Rewrite every line of the items below as a numbered list, omitting any blank lines.

**Supplied records:**
┌──

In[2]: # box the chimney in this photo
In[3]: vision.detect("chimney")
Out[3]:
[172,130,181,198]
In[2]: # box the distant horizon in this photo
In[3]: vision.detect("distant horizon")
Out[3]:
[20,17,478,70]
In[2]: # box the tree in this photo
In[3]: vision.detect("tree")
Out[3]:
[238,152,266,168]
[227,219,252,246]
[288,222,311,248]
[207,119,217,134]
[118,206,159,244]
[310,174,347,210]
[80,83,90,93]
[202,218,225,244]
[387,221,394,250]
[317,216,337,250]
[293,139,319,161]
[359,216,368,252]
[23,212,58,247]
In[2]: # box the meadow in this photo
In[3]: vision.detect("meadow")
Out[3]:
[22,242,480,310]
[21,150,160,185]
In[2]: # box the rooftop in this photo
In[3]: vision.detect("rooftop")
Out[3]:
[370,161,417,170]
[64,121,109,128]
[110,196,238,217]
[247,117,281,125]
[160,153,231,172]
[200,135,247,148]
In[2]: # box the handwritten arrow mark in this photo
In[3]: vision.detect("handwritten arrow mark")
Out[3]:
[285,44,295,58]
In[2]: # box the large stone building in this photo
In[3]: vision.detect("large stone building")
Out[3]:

└──

**Exercise response:**
1. In[2]: # box the chimney in this photo
2. In[3]: vision.detect("chimney")
3. Out[3]:
4. [172,130,181,198]
5. In[2]: # box the distant horizon in this photo
6. In[3]: vision.detect("distant horizon")
7. Out[3]:
8. [20,17,478,70]
9. In[2]: # box the tree in this photo
10. In[3]: vision.detect("tree")
11. Out[3]:
12. [238,152,266,168]
13. [227,219,252,246]
14. [288,222,311,248]
15. [207,119,217,134]
16. [118,206,159,244]
17. [310,174,347,210]
18. [80,83,90,93]
19. [202,218,225,244]
20. [387,221,394,250]
21. [317,216,337,250]
22. [293,139,319,161]
23. [359,216,368,252]
24. [23,212,58,247]
25. In[2]: # box the meadow in this photo
26. In[3]: vision.detect("meadow")
27. Out[3]:
28. [22,242,480,310]
29. [21,150,160,185]
30. In[2]: # box the rooftop in this photo
31. In[3]: vision.detect("rooftop")
32. Out[3]:
33. [370,161,417,170]
34. [64,121,109,128]
35. [110,196,238,217]
36. [247,117,281,125]
37. [160,153,231,172]
38. [200,135,247,148]
39. In[2]: # box the handwritten arrow mark in this photo
40. In[3]: vision.detect("handwritten arrow mark")
41. Out[3]:
42. [285,44,295,58]
43. In[2]: # box the large stone building in this photo
44. In[3]: vision.detect("large stone building")
45. Out[3]:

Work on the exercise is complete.